* Task:
Render the lines of the items below as a Markdown table with the columns "Row" and "Item line," leaving out any blank lines. Begin at the line that contains "Put a marker on each instance of the black wrought" and stop after the line that contains "[(549, 176)]".

(Collection entries)

####################

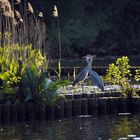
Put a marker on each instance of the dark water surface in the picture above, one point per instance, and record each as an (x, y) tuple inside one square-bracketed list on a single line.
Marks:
[(94, 128)]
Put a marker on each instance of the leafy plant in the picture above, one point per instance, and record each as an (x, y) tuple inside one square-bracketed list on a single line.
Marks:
[(137, 75), (14, 62), (119, 73), (59, 70)]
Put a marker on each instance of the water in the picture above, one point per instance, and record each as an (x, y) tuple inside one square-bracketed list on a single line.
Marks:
[(94, 128)]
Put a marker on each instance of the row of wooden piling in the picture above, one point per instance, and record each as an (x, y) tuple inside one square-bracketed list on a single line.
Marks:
[(69, 108)]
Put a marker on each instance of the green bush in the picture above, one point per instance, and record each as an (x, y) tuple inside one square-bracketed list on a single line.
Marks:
[(137, 75), (119, 74)]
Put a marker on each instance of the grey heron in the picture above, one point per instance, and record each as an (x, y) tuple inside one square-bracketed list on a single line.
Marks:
[(83, 74)]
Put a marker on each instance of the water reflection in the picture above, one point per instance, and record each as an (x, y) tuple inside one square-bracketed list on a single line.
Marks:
[(104, 127)]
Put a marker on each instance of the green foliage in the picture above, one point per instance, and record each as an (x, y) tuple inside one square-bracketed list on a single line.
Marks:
[(14, 60), (50, 94), (119, 73), (59, 70), (137, 75)]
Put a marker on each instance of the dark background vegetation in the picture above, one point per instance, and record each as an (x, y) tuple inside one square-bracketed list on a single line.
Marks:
[(101, 27)]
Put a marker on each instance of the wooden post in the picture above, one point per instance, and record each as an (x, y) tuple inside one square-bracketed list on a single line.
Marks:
[(5, 113), (122, 105), (102, 105), (50, 112), (113, 105), (76, 107), (84, 106), (13, 113), (93, 106), (21, 111), (30, 111), (59, 110), (68, 109)]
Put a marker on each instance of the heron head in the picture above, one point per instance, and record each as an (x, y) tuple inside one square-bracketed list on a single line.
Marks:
[(89, 58)]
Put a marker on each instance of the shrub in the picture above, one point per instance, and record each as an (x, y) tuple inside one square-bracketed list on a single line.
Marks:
[(119, 73)]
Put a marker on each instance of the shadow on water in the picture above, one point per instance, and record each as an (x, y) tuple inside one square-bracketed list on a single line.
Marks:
[(103, 127)]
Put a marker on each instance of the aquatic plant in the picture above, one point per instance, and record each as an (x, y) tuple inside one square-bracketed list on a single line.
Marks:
[(137, 75), (14, 60), (59, 70)]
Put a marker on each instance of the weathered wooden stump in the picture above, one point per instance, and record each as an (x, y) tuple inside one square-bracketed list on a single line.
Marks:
[(49, 112), (122, 105), (113, 105), (102, 105), (68, 109), (5, 113), (76, 107), (135, 105), (21, 111), (59, 110), (13, 113), (84, 106), (30, 111), (93, 106)]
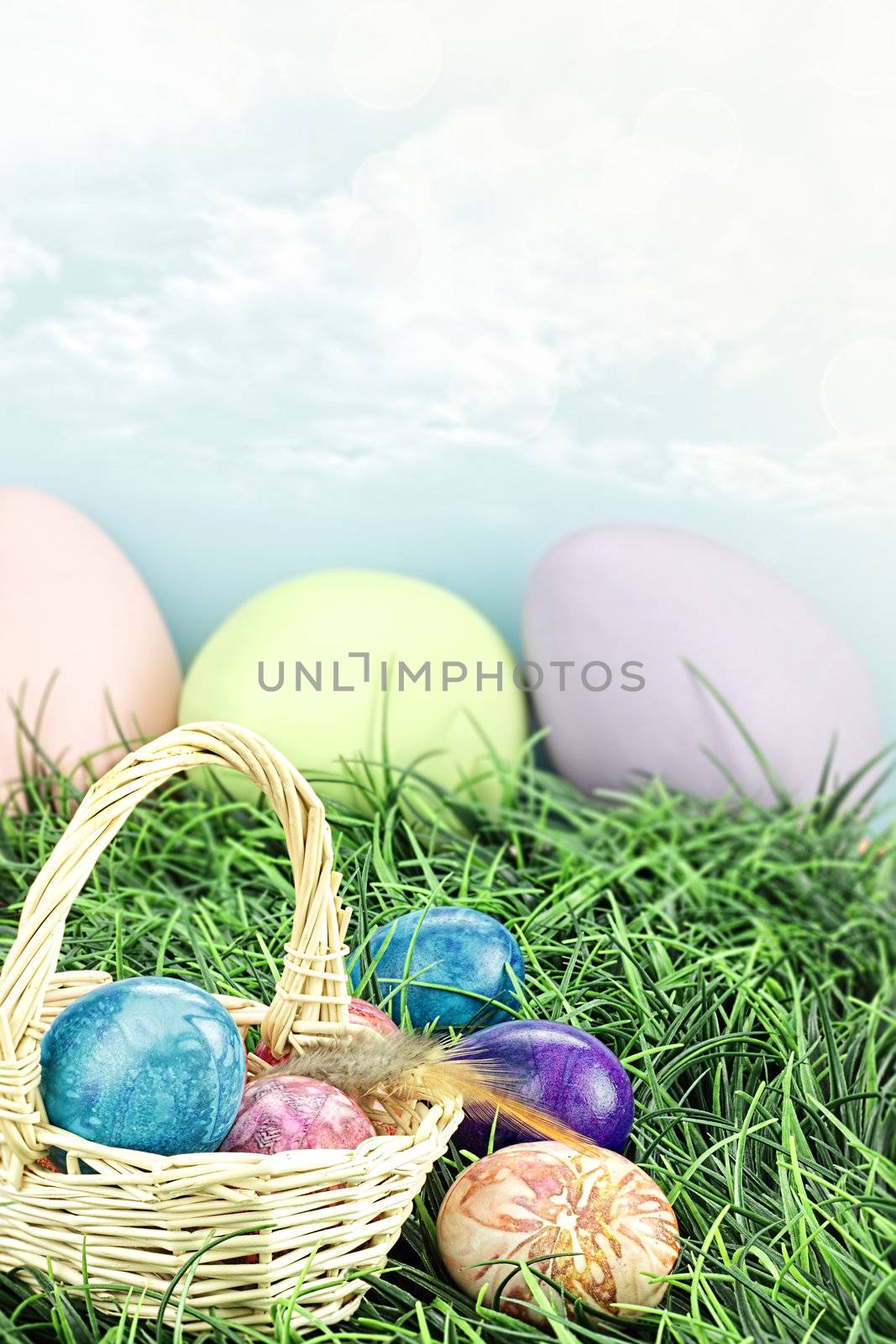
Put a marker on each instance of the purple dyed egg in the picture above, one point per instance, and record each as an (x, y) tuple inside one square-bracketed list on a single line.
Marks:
[(562, 1070), (611, 617), (286, 1113)]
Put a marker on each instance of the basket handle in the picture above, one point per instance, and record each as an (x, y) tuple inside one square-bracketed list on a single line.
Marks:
[(311, 998)]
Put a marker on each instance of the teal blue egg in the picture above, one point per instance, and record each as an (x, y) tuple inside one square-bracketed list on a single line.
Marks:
[(454, 967), (149, 1063)]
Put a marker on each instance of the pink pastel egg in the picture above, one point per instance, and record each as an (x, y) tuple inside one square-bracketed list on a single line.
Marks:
[(288, 1112), (607, 1222), (359, 1014), (81, 628), (367, 1015)]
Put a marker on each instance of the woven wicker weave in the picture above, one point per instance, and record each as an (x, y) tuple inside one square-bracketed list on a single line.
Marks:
[(316, 1218)]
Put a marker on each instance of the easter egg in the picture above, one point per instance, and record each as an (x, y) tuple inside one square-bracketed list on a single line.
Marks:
[(288, 1112), (626, 608), (150, 1063), (81, 629), (453, 965), (563, 1072), (325, 667), (609, 1225), (359, 1014)]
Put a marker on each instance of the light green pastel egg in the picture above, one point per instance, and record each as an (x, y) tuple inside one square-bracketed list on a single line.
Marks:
[(364, 643)]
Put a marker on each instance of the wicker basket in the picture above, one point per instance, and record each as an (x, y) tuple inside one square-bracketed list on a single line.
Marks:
[(312, 1220)]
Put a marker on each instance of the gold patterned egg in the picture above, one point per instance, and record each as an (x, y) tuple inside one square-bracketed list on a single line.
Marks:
[(609, 1225)]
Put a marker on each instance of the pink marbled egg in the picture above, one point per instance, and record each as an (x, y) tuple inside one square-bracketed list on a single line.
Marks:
[(607, 1222), (359, 1014), (285, 1113)]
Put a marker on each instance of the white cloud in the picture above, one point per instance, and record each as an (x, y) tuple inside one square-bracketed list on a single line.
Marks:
[(637, 257), (22, 260)]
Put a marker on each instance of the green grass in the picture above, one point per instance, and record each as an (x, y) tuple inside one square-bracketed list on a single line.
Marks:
[(739, 963)]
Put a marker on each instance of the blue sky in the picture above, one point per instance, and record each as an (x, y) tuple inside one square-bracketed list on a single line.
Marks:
[(426, 286)]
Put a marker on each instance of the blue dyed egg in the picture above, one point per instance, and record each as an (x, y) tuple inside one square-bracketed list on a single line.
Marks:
[(149, 1063), (563, 1072), (454, 965)]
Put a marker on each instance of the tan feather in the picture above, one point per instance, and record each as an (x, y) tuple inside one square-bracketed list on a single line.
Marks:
[(406, 1068)]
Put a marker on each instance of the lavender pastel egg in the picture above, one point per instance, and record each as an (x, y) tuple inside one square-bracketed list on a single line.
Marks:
[(149, 1063), (593, 1222), (288, 1112), (452, 965), (562, 1070), (627, 608)]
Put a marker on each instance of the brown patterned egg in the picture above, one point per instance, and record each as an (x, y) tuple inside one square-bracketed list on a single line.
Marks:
[(607, 1222)]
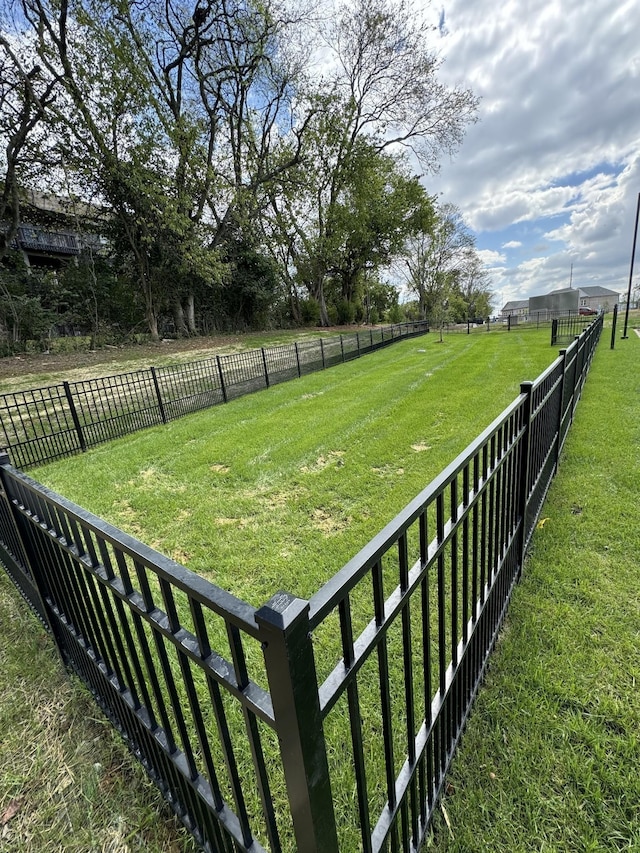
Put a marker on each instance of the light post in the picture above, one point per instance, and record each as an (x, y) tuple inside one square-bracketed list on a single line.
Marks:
[(633, 252)]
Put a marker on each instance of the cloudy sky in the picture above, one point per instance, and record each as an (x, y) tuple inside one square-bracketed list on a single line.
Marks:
[(550, 174)]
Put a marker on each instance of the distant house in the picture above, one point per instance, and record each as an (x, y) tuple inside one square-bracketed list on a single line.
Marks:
[(598, 298), (561, 302), (515, 308), (53, 231)]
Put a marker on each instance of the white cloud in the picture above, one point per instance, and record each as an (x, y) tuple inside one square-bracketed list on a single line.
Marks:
[(557, 137), (491, 258)]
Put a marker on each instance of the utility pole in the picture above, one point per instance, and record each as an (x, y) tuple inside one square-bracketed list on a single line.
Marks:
[(633, 252)]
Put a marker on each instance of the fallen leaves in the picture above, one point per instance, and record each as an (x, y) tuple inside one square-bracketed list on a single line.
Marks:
[(10, 812)]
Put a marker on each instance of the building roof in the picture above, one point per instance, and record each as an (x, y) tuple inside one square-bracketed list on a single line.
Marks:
[(596, 290)]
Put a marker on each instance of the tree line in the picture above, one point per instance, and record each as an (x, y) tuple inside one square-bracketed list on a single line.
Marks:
[(250, 164)]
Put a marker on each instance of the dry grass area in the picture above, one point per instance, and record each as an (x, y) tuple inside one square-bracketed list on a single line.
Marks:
[(30, 370)]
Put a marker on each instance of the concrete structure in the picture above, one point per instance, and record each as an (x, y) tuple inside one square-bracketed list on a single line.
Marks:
[(54, 231), (515, 308), (561, 302)]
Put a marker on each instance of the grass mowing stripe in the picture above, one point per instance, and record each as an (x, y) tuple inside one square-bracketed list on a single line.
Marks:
[(281, 488), (361, 431), (549, 761)]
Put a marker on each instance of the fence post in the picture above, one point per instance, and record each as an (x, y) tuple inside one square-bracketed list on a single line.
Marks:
[(526, 388), (221, 375), (266, 369), (74, 416), (291, 673), (563, 355), (32, 565), (156, 385)]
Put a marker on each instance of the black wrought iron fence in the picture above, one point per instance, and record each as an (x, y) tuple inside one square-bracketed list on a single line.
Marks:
[(565, 329), (250, 721), (42, 424)]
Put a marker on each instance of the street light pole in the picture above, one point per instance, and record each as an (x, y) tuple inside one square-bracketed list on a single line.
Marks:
[(633, 253)]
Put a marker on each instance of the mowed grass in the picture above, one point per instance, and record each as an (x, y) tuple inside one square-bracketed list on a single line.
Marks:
[(46, 814), (550, 760), (279, 489)]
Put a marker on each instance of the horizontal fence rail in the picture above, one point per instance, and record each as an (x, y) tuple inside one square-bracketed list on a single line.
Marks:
[(565, 329), (43, 424), (249, 720)]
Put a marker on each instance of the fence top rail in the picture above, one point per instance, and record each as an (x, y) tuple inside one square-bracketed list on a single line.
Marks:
[(223, 603), (338, 587), (548, 372), (58, 388)]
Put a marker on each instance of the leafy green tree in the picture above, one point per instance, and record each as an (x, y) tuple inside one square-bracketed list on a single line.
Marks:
[(382, 94)]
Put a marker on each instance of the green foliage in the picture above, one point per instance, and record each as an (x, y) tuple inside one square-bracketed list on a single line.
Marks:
[(345, 312), (310, 311)]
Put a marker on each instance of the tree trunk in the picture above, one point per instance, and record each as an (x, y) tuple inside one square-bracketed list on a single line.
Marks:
[(324, 314), (178, 315), (191, 315)]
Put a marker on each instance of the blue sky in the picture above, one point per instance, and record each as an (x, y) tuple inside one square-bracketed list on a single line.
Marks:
[(549, 176)]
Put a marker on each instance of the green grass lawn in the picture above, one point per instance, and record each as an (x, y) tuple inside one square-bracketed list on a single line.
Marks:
[(550, 760), (279, 489), (289, 483)]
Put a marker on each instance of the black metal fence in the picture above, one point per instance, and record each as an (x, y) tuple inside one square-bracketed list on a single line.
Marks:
[(565, 329), (43, 424), (259, 725)]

####################

* Result of this task:
| Row | Item line |
|---|---|
| 1 | Put a marker on each instance of the black wrought iron fence in the picture above, one point per instance, and record each as an (x, y) tuple inside one square-bracketed list on a single line. |
| 2 | Marks: |
| 3 | [(565, 329), (250, 721), (42, 424)] |
| 4 | Put a marker on each instance of the street light pole in the picture above, one point per instance, and record each as an (x, y) tuple inside one square-bracketed list on a single line. |
| 5 | Marks: |
| 6 | [(633, 253)] |
| 7 | Put a marker on each instance of the mowed grass in the picture above, one point per instance, and record each as an (x, y) tuple inside one square-bracketed list on a single line. |
| 8 | Marks: |
| 9 | [(46, 814), (550, 760), (279, 489)] |
| 10 | Put a marker on each instance of the horizontal fence rail in the picture above, one point per instance, and record each as an (x, y) tuple inside one square-bracketed list on a single line. |
| 11 | Marks: |
| 12 | [(565, 329), (43, 424), (249, 720)] |
| 13 | Put a marker on each instance of the fence top rail in the picture above, one point per instance, and record each as an (x, y) tuple inside one square-bracketed list on a single line. |
| 14 | Marks: |
| 15 | [(223, 603), (338, 587), (548, 372), (58, 388)] |
| 16 | Put a marker on each instance of the leafy green tree in the picture above, one point per instance, and record each as an (x, y) tuple inside one square-bracketed list on a single line. |
| 17 | Marks: |
| 18 | [(382, 94)] |
| 19 | Put a marker on each instance of the green foliage in the picture above, one point per instance, and record each as an (x, y) tuple inside one square-bracketed list on a single line. |
| 20 | Marks: |
| 21 | [(345, 312), (310, 311)] |
| 22 | Put a marker on each instance of the tree trunk in the picture above, one point per instance, and record each as an (x, y) tuple inside one square-bracketed list on a single line. |
| 23 | Marks: |
| 24 | [(324, 314), (178, 315), (191, 315)] |
| 25 | Put a marker on each instance of the blue sky in the picture above, one point per instance, and record each as an (x, y) tuple inside one square-bracketed list on a single line. |
| 26 | Marks: |
| 27 | [(549, 176)] |